Task statement »
Return the entries below verbatim. Pictures stay out.

Data supplied »
BEGIN

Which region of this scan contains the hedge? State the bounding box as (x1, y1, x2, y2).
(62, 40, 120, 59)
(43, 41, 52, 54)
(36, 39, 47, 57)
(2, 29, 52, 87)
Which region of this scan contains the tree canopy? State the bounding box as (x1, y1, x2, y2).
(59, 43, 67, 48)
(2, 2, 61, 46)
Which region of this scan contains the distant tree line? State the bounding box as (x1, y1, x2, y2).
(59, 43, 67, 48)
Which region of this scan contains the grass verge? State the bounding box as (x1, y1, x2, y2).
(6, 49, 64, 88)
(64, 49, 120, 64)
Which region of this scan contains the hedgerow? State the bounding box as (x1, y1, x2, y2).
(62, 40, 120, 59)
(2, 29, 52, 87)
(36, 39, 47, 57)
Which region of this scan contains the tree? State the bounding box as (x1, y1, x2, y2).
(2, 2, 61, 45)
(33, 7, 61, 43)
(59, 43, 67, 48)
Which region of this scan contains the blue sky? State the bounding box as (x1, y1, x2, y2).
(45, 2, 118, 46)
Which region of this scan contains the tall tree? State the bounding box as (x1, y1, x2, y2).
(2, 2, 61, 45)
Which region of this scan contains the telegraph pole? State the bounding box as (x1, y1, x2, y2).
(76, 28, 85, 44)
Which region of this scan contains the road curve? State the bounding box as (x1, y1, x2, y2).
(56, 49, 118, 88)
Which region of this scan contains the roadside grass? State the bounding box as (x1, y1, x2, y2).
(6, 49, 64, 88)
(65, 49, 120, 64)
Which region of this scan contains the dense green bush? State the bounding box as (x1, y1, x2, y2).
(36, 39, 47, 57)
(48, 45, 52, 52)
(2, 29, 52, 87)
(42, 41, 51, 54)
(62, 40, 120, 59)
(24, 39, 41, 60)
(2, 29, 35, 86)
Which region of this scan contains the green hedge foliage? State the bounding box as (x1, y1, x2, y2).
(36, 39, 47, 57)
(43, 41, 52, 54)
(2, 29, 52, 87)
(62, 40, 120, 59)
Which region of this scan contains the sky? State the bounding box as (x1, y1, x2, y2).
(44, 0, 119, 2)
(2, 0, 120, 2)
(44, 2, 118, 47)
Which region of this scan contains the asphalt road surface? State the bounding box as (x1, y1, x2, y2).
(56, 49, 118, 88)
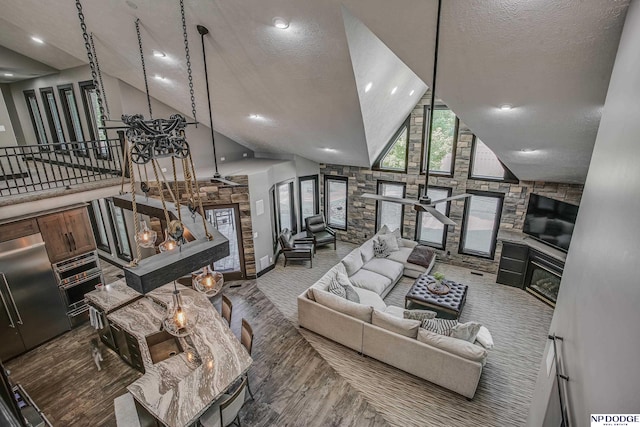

END

Response to the exercise »
Which region of this scan contains the hedge? State the bounding box as (x1, y1, x2, y2).
(62, 40, 120, 59)
(43, 41, 52, 54)
(36, 39, 47, 57)
(2, 29, 52, 87)
Which region of this scan contains the tree canopy? State the bounding box as (x1, y1, x2, y2).
(59, 43, 67, 48)
(2, 2, 61, 46)
Which region of this scan contains the distant tree line? State the bounding box as (x1, y1, x2, y2).
(59, 43, 67, 48)
Which region of this scan contains the grass verge? State the bounding box as (x1, y1, x2, y2).
(6, 49, 64, 88)
(64, 49, 120, 64)
Which region of this scan contains the hedgerow? State the bounding box as (x1, y1, x2, y2).
(62, 40, 120, 59)
(2, 29, 52, 87)
(36, 39, 47, 57)
Which region of this scan contains the tree? State the bounding box as (x1, y1, x2, y2).
(2, 2, 61, 45)
(33, 7, 61, 43)
(59, 43, 67, 48)
Which region of this scan contains the blue sky? State the bounding box as (x1, y1, x2, y2).
(45, 2, 118, 46)
Which region of this scan contains the tall tree? State the bounding box as (x1, y1, x2, y2).
(2, 2, 61, 45)
Which region of this scan contains the telegraph pole? State the bounding box as (x1, y1, x2, y2).
(76, 28, 85, 44)
Which region of this scan contains the road curve? State the bounding box as (x1, y1, x2, y2).
(56, 49, 118, 88)
Which region of this scan contains the roadside grass? State the bounding box as (x1, y1, x2, y2).
(6, 49, 64, 88)
(65, 49, 120, 64)
Which region of this scan contains the dense green bush? State the bounding box as (x1, y1, x2, y2).
(36, 39, 47, 57)
(48, 45, 52, 52)
(2, 29, 52, 87)
(42, 41, 51, 54)
(62, 40, 120, 59)
(24, 39, 41, 60)
(2, 29, 35, 86)
Which region of this scan contains the green hedge foliage? State the bounding box as (x1, y1, x2, y2).
(36, 39, 47, 57)
(43, 41, 52, 54)
(2, 29, 52, 87)
(62, 40, 120, 59)
Which region of this scan contains the sky? State the bounding box as (x1, y1, x2, y2).
(44, 0, 119, 2)
(2, 0, 120, 2)
(44, 2, 118, 47)
Which region of this scan contains the asphalt road surface? State the bounding box as (x1, y1, x2, y2).
(56, 49, 118, 88)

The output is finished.